Task objective: Find each line in the rows below that contains the string "segmentation", and copy every such line in full.

Information provided:
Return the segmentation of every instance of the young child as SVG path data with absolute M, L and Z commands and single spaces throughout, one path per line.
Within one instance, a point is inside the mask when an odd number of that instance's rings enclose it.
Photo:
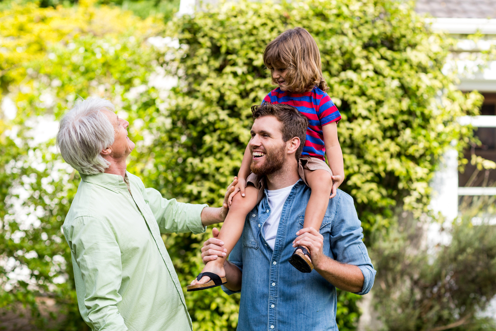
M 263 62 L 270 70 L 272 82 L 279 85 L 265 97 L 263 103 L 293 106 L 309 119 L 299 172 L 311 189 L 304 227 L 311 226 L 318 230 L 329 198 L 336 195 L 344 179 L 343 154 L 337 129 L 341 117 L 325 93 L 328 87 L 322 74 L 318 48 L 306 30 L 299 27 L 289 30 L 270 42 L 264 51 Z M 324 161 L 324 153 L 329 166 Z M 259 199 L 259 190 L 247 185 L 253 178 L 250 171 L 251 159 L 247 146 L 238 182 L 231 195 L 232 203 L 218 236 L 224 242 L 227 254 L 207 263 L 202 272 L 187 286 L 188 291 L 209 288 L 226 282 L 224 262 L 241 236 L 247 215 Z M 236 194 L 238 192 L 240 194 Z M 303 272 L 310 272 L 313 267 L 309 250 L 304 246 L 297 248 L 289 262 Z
--
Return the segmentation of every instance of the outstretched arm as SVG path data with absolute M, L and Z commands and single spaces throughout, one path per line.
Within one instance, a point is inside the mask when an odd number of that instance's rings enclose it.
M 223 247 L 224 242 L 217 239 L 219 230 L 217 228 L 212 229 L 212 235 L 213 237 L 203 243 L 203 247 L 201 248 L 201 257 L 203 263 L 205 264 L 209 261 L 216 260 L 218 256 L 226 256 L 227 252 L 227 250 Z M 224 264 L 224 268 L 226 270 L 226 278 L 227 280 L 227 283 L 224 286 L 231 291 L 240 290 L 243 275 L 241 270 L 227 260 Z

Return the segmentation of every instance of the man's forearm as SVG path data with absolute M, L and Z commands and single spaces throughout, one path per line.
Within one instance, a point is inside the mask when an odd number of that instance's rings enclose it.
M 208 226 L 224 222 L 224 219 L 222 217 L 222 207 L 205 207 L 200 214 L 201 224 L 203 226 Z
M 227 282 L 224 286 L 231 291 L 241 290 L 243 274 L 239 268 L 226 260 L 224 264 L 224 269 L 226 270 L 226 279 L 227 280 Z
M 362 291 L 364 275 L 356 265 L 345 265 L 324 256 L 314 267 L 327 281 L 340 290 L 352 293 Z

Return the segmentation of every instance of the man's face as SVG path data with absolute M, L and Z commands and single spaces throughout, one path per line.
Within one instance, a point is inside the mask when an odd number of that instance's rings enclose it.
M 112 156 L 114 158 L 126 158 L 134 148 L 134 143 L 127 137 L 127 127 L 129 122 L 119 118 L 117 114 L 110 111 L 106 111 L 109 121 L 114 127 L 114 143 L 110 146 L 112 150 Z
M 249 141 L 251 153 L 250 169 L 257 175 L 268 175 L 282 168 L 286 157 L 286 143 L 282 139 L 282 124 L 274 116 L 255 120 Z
---
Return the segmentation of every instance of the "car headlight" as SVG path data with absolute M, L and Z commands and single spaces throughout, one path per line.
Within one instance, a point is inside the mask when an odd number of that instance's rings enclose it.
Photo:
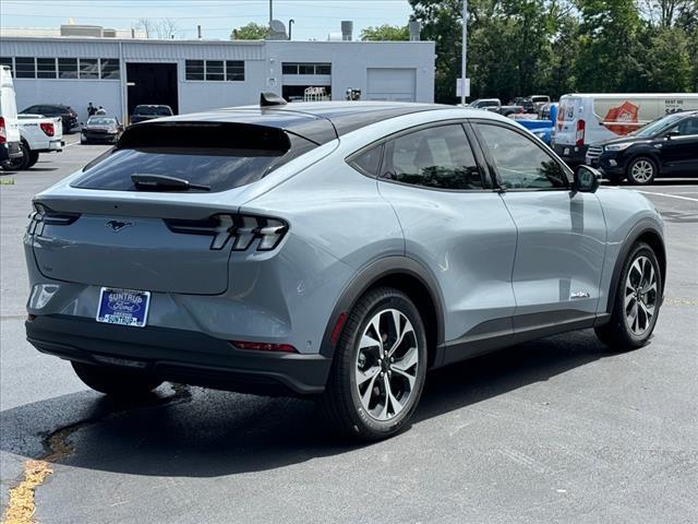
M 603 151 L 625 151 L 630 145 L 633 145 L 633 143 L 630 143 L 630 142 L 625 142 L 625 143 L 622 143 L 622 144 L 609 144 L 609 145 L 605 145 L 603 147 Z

Full response:
Return the segmentation of every instance of the young child as SVG path data with absolute M, L and Z commands and single spaces throughout, one path per line.
Return the segmentation of every instance of the outstretched arm as SVG path data with absolute M, L and Z commands and single spaces throughout, one path per line.
Return the segmentation of every instance of the man's forearm as SVG path data with absolute M, L and Z commands and single spaces throughout, one path per line.
Return the segmentation of every instance of the man's face as SVG path data with absolute M, L and Z commands and single spaces throughout, one path per line.
Return the segmentation of every instance of the "car headlight" as SVG path data with absolute M, L and Z commands and single spaces throughout, one path per line.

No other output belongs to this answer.